-- Provided material follows --
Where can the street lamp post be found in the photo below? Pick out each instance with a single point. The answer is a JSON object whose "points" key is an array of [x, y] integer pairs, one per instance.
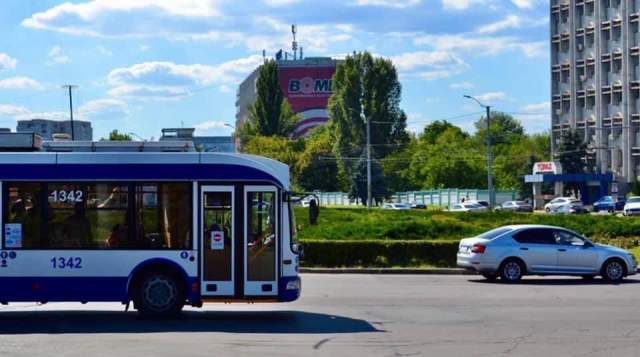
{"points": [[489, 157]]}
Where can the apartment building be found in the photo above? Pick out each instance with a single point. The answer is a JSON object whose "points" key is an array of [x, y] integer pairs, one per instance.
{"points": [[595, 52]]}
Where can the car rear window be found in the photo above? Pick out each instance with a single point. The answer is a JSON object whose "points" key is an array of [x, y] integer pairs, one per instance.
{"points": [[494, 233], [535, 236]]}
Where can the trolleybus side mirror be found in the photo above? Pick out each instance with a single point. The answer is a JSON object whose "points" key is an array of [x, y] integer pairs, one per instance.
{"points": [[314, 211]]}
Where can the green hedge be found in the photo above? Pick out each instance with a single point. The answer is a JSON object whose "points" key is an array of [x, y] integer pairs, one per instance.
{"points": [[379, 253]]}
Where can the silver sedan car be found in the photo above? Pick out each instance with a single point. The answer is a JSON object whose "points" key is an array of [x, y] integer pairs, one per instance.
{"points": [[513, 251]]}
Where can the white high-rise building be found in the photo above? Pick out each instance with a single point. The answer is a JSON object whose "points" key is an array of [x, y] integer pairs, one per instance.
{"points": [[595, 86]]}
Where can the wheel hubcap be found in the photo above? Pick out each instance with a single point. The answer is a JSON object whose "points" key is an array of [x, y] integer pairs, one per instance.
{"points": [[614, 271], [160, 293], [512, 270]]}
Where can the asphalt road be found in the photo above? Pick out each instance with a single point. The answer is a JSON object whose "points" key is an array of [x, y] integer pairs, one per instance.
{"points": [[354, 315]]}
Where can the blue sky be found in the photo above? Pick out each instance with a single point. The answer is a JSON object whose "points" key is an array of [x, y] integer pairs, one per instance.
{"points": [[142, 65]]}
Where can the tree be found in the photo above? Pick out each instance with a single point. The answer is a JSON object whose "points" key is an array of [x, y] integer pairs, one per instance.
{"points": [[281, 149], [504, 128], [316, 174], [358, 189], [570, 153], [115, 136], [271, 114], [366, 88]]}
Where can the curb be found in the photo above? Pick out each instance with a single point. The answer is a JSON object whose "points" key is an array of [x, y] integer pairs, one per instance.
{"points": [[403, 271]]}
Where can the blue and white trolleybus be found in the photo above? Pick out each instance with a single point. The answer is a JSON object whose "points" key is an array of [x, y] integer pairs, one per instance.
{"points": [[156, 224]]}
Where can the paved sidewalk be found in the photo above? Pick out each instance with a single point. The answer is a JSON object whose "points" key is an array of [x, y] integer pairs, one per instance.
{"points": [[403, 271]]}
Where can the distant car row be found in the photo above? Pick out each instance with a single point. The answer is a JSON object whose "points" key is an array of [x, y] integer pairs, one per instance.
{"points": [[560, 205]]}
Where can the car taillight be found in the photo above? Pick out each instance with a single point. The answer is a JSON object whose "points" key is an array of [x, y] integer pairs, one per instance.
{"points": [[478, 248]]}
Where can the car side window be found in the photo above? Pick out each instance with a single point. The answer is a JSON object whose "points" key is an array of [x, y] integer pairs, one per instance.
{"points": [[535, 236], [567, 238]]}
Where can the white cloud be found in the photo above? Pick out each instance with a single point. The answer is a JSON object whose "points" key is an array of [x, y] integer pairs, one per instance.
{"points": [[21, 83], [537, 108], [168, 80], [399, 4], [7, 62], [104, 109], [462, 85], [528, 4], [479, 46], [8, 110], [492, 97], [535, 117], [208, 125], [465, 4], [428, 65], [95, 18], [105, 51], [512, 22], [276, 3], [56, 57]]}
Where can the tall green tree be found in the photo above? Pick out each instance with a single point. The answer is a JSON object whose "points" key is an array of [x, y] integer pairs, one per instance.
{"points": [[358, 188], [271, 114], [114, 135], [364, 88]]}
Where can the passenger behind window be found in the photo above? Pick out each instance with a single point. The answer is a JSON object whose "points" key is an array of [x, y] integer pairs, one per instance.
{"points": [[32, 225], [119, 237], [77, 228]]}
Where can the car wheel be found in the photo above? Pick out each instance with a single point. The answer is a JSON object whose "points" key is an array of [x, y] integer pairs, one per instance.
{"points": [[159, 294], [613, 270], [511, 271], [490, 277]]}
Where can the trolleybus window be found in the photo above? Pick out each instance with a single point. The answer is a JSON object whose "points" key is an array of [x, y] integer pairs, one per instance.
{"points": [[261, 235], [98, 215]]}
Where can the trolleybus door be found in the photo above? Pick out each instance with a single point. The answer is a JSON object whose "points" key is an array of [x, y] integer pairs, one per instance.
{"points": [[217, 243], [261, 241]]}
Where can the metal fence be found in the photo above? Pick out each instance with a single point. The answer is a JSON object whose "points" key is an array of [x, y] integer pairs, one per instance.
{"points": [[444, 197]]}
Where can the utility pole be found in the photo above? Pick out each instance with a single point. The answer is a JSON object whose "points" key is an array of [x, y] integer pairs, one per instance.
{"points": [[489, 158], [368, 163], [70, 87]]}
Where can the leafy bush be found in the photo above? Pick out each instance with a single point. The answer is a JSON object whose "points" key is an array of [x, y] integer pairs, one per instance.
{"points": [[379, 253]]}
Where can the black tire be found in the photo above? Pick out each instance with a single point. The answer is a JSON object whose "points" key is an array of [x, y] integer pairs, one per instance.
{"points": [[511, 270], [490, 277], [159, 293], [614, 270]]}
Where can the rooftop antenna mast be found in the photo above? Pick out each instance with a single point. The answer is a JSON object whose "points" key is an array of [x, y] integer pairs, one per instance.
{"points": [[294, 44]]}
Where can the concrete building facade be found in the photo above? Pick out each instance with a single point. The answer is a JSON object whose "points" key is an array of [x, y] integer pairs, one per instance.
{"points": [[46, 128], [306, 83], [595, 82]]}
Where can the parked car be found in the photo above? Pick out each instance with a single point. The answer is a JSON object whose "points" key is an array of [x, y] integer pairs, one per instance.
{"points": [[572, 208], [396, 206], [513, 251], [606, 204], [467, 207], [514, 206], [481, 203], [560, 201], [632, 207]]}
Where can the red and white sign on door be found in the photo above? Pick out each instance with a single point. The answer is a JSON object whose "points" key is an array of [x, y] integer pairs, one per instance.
-- Provided material concluded --
Without including any picture, restate every entry above exactly.

Task result -
Where can the street lamp post be found in the photo below? Pick out each instance with a single point. The answer is a JSON object whose "points" key is an array of [x, y] integer pairs, one per instance.
{"points": [[489, 157]]}
Where can the apartment building be found in the photo above? Pick out each instance with a single point. The answer is a JSON object whose "points" key is an array of [x, y] integer pairs, one per instance.
{"points": [[595, 52]]}
Where can the car rear window be found in the photo above? Pick out each instance with a single point. The answer is a JSON object whose "points" key is an array of [x, y] integer pairs, one per instance.
{"points": [[494, 233], [535, 236]]}
Where can the trolleybus side mirror be found in the photo above? Pick out each instance with a single point. The answer is a JSON object whose "points" key is an array of [x, y] integer pairs, one per instance.
{"points": [[314, 211]]}
Where can the green hedge be found in the photo above? Pick out each instance with a single point. The answer is a JSON object whose "points" key is an array of [x, y] integer pairs, one per instance.
{"points": [[379, 253]]}
Where can the silver sedan car be found in the photo above? Pick out each instance with a single point. The answer is a JSON object whose "points" key is an array of [x, y] integer pairs, one per instance.
{"points": [[513, 251]]}
Where can the white high-rise building be found in the photo above? Pick out each instance with a single point. The answer is a JSON object whose "points" key is an array of [x, y] integer pairs, one per instance.
{"points": [[595, 86]]}
Where can the wheel hubcap be found in the photo above? Pick out each instance with a single point. The answer is a JSON object whose "points" key is an array of [x, y] integer pairs, one per instance.
{"points": [[614, 271], [160, 293], [512, 270]]}
Where can the asphalt road be found in the photo above? Pick out each instance with a single point. The answer is a JSON object whose "points" key is an array of [x, y] integer pairs, one per instance.
{"points": [[354, 315]]}
Where can the blue sky be found in the photo above? Pick out each instance with a single point. The answer is a JSON object whose "points" key is an array of [x, y] integer pairs, one per instance.
{"points": [[142, 65]]}
Where can the tree be found in the photo above? Pick out each instance with a single point. The answer is a JSON object whose "points" key is an array of [x, y] integer pairs, one per instance.
{"points": [[281, 149], [504, 128], [316, 174], [358, 189], [570, 153], [115, 136], [271, 114], [366, 88]]}
Where can the curb be found in the photo above? Pick out each instance with a single point. The answer is a JSON object whose "points" key is an array of [x, y] integer pairs, one per instance.
{"points": [[403, 271]]}
Where can the blue and white trolleybus be found in the photo above? Pick out each instance with a single point. The answer is a JSON object whose "points" key is an array of [x, y] integer pairs, one per instance.
{"points": [[156, 224]]}
Where can the paved sidewalk be found in the photo above? Pick out each instance with a single point. The answer is a JSON object whose "points" key is an array of [x, y] integer pairs, one per instance.
{"points": [[403, 271]]}
Where can the distant car row be found in the photo above? Pick out each instance with a single point. The answer is a JSON object whose "points" key is an array of [x, y] integer pairs, one per instance.
{"points": [[560, 205]]}
Where can the car taillight be found in the photo above? Pick out each instance with a single point. The answer is a JSON object whose "points" key is an array of [x, y] integer pairs, one per instance.
{"points": [[478, 248]]}
Where can the car side window be found in the photo above? Pick out each instance with a single point. The answer is a JSON object whose "points" key is an array of [x, y] integer pairs, one per instance.
{"points": [[535, 236], [567, 238]]}
Where can the white cloud be found in the photo above? Pick out each instance with a single point. The answer is a JSON object whose "points" key is an array of [x, y] integer pairs, one per instance.
{"points": [[21, 83], [537, 108], [168, 80], [399, 4], [7, 62], [104, 109], [462, 85], [528, 4], [479, 46], [8, 110], [492, 97], [535, 117], [208, 125], [465, 4], [428, 65], [95, 18], [105, 51], [512, 22], [276, 3], [56, 57]]}
Where can the tall green tree be found in the photo above? Pick out each instance with a single point. The answer is a JSON object whose "points" key is an array of [x, y] integer pairs, one per instance.
{"points": [[358, 188], [271, 114], [114, 135], [364, 88]]}
Where can the passenger behind window be found in the photo above? Pick out each instance with a single point. The answer is a JSON object whose "points" key is an array of [x, y] integer pairs, one per instance.
{"points": [[32, 225], [119, 237], [77, 228]]}
Where can the car wheel be found in the photo above? Pick out each instance with a single point. The answer is a JSON object whose "points" key is an array of [x, y] integer pairs, one per instance.
{"points": [[159, 294], [613, 270], [511, 271], [490, 277]]}
Where can the trolleybus window be found in the photo above? Pick out each instance with a single point. The answer is a JSON object whose "points" key is an array of [x, y] integer pairs, one per instance.
{"points": [[261, 235], [98, 215]]}
Where can the trolleybus door be found in the photo above? Pick out each instance with a single point. The answer is a JSON object whose "points" key is an array of [x, y] integer pairs, one per instance.
{"points": [[217, 243], [261, 241]]}
Where can the metal fence be found in the photo above? Pick out each instance with a single point. The answer is a JSON object whose "points" key is an array of [x, y] integer pairs, one per instance.
{"points": [[444, 197]]}
Where can the utility pole be found in the photo above? Pick out each instance with a single point. The answer is a JSON object whose "points" key is an array of [x, y] integer pairs, one per instance.
{"points": [[489, 158], [368, 163], [70, 87]]}
Where can the leafy bush be found in the photo above? Pick out each instance with a single point. The answer is a JSON object whose "points" key is an array of [x, y] integer pairs, one per instance.
{"points": [[379, 253]]}
Where can the black tire be found in the photo above? Pick out each instance with a single point. The answer is a JSON object whose "points" key is an array of [x, y] integer pairs, one per instance.
{"points": [[511, 270], [490, 277], [159, 293], [614, 270]]}
Where can the rooftop antenna mast be found in the photo above? Pick out each instance with a single point. The answer is a JSON object whose "points" key is an array of [x, y] integer pairs, one per instance.
{"points": [[294, 44]]}
Where can the concrete building facade be found in the photo above? Pick out each instance with a single point. The answer is a JSON object whose "points" key is an array of [x, y] integer pairs, one per instance.
{"points": [[46, 128], [306, 83], [595, 82]]}
Where can the parked car be found in the photo above? Pick out each instance with a single point. The answer is a JSON object whose "points" key is an array of [x, y] integer pairs, one per instance.
{"points": [[572, 208], [396, 206], [513, 251], [606, 204], [467, 207], [514, 206], [481, 203], [560, 201], [632, 207]]}
Where can the red and white sign on door be found in the photo above? Pick out each instance with a single point. The answer is a JSON object whose "points" key is an array of [x, y] integer pairs, one per instance.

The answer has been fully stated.